*EXERCISE GOAL:*
Write out the data again exactly, skipping every picture.

*Saved data entries:*
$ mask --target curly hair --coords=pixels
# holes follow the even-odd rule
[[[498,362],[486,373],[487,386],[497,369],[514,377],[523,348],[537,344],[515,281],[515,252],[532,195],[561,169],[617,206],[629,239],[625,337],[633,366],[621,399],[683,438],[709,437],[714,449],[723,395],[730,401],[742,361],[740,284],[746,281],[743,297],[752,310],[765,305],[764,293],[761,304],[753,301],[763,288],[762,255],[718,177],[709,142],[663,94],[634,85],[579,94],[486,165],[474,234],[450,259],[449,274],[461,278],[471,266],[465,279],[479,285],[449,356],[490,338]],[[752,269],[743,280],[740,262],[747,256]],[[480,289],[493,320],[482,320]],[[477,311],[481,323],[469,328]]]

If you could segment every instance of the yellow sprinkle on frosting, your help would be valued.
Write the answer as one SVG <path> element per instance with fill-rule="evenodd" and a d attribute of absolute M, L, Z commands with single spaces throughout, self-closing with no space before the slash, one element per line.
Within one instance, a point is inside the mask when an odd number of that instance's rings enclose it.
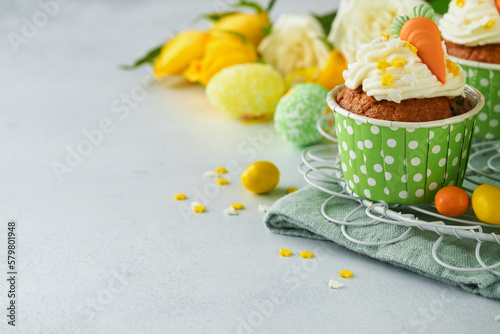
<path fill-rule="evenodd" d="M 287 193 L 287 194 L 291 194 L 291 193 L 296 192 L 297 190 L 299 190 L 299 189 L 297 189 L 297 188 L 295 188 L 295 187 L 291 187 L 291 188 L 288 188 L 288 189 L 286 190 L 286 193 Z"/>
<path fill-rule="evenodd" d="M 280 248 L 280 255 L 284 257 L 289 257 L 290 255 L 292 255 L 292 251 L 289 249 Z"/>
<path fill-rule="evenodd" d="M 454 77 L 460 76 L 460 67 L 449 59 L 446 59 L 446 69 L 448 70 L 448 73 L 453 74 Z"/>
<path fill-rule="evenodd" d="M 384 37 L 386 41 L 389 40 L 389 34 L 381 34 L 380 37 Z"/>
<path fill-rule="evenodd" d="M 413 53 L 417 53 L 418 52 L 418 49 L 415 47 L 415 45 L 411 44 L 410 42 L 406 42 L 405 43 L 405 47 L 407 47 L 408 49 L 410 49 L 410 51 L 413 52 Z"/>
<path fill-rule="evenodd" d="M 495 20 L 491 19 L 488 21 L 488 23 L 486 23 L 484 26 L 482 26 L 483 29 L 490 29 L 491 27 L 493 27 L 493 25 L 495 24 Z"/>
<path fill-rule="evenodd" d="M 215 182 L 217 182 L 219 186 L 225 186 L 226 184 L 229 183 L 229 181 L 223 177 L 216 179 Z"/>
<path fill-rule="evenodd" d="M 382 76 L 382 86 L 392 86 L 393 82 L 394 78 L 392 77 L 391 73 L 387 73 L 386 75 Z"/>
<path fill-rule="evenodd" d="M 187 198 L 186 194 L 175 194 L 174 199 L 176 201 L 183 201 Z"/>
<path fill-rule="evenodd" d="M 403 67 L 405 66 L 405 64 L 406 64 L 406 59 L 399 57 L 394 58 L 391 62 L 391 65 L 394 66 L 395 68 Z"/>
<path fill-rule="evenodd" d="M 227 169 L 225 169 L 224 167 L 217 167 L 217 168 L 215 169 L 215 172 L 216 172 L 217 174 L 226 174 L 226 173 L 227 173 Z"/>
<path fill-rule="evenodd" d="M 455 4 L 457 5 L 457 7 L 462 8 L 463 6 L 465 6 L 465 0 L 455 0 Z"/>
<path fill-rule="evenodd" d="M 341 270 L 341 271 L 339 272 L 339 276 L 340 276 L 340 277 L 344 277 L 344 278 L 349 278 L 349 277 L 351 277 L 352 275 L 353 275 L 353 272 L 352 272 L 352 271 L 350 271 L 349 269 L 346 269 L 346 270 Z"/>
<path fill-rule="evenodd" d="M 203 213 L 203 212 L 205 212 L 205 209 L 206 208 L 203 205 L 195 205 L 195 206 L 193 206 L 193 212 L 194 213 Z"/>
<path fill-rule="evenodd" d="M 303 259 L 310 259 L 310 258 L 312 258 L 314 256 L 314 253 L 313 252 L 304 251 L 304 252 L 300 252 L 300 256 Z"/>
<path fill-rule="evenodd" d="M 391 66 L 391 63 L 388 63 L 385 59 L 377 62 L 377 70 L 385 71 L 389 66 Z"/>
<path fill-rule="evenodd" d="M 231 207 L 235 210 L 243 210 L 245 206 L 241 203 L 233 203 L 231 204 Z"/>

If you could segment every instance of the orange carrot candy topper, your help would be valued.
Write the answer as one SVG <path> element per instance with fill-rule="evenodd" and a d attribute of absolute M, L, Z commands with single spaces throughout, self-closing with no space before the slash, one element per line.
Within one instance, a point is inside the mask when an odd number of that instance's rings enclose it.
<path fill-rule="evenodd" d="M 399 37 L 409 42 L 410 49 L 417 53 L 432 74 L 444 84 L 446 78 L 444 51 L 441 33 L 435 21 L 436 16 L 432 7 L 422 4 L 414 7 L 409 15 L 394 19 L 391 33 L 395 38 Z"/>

*WRITTEN ANSWER:*
$ mask --target curly hair --coords=pixels
# holes follow the even-odd rule
[[[498,362],[486,373],[487,386],[497,369],[514,377],[523,348],[537,344],[515,281],[515,252],[532,195],[561,169],[617,206],[629,239],[625,337],[633,366],[621,399],[683,438],[709,437],[714,449],[723,395],[730,401],[742,361],[740,284],[746,281],[743,297],[752,310],[765,305],[764,293],[761,304],[753,301],[763,288],[762,255],[718,177],[709,142],[663,94],[634,85],[579,94],[486,165],[474,234],[450,259],[449,274],[461,278],[471,266],[465,279],[479,285],[449,356],[490,338]],[[752,269],[743,280],[740,262],[747,256]],[[480,289],[493,320],[482,320]],[[477,311],[481,323],[469,328]]]

If you could segment every instance of the yellow sprinkle on frosting, your help would be valued.
Write the answer as one SVG <path> element per instance with fill-rule="evenodd" and a d attribute of absolute M, L, Z commands with single spaces throughout, self-closing with no space before the slash, one element per line.
Within one instance, a point is inside the mask when an odd number of that instance's rings enclose it.
<path fill-rule="evenodd" d="M 287 193 L 287 194 L 291 194 L 291 193 L 296 192 L 297 190 L 299 190 L 299 189 L 297 189 L 297 188 L 295 188 L 295 187 L 291 187 L 291 188 L 288 188 L 288 189 L 286 190 L 286 193 Z"/>
<path fill-rule="evenodd" d="M 280 248 L 280 255 L 284 257 L 289 257 L 290 255 L 292 255 L 292 251 L 289 249 Z"/>
<path fill-rule="evenodd" d="M 454 77 L 460 76 L 460 67 L 449 59 L 446 59 L 446 69 L 448 70 L 448 73 L 453 74 Z"/>
<path fill-rule="evenodd" d="M 384 37 L 386 41 L 389 40 L 389 34 L 381 34 L 380 37 Z"/>
<path fill-rule="evenodd" d="M 413 53 L 417 53 L 418 52 L 418 49 L 415 47 L 415 45 L 411 44 L 410 42 L 406 42 L 405 43 L 405 47 L 407 47 L 408 49 L 410 49 L 410 51 L 413 52 Z"/>
<path fill-rule="evenodd" d="M 495 20 L 491 19 L 488 21 L 488 23 L 486 23 L 484 26 L 482 26 L 483 29 L 490 29 L 491 27 L 493 27 L 493 25 L 495 24 Z"/>
<path fill-rule="evenodd" d="M 215 182 L 217 182 L 219 186 L 225 186 L 226 184 L 229 183 L 229 181 L 223 177 L 216 179 Z"/>
<path fill-rule="evenodd" d="M 382 76 L 382 86 L 392 86 L 393 82 L 394 78 L 392 77 L 391 73 L 387 73 L 386 75 Z"/>
<path fill-rule="evenodd" d="M 187 198 L 186 194 L 175 194 L 174 199 L 176 201 L 183 201 Z"/>
<path fill-rule="evenodd" d="M 403 67 L 405 66 L 405 64 L 406 64 L 406 59 L 399 57 L 394 58 L 391 62 L 391 65 L 394 66 L 395 68 Z"/>
<path fill-rule="evenodd" d="M 227 169 L 225 169 L 224 167 L 217 167 L 217 168 L 215 169 L 215 172 L 216 172 L 217 174 L 226 174 L 226 173 L 227 173 Z"/>
<path fill-rule="evenodd" d="M 455 4 L 457 5 L 457 7 L 462 8 L 463 6 L 465 6 L 465 0 L 455 0 Z"/>
<path fill-rule="evenodd" d="M 341 270 L 341 271 L 339 272 L 339 276 L 340 276 L 340 277 L 344 277 L 344 278 L 349 278 L 349 277 L 351 277 L 352 275 L 353 275 L 353 272 L 352 272 L 352 271 L 350 271 L 349 269 L 346 269 L 346 270 Z"/>
<path fill-rule="evenodd" d="M 203 213 L 203 212 L 205 212 L 205 209 L 206 208 L 203 205 L 195 205 L 195 206 L 193 206 L 193 212 L 194 213 Z"/>
<path fill-rule="evenodd" d="M 303 259 L 310 259 L 310 258 L 312 258 L 314 256 L 314 253 L 313 252 L 304 251 L 304 252 L 300 252 L 300 256 Z"/>
<path fill-rule="evenodd" d="M 391 66 L 391 63 L 388 63 L 385 59 L 377 62 L 377 70 L 385 71 L 389 66 Z"/>
<path fill-rule="evenodd" d="M 231 207 L 235 210 L 243 210 L 245 206 L 241 203 L 233 203 L 231 204 Z"/>

If you could segment every instance of the orange carrot candy topper, your help would be valued.
Write the answer as one SVG <path> element per instance with fill-rule="evenodd" and a d attribute of absolute M, L, Z commands with single spaces throughout, self-closing with no space before the slash, one element per line.
Within one instance, a point is inside the mask when an odd number of that instance's rings enclose it.
<path fill-rule="evenodd" d="M 399 37 L 409 42 L 410 49 L 417 53 L 432 74 L 444 84 L 446 78 L 444 51 L 441 33 L 435 21 L 436 16 L 432 7 L 422 4 L 414 7 L 409 15 L 394 19 L 391 33 L 395 38 Z"/>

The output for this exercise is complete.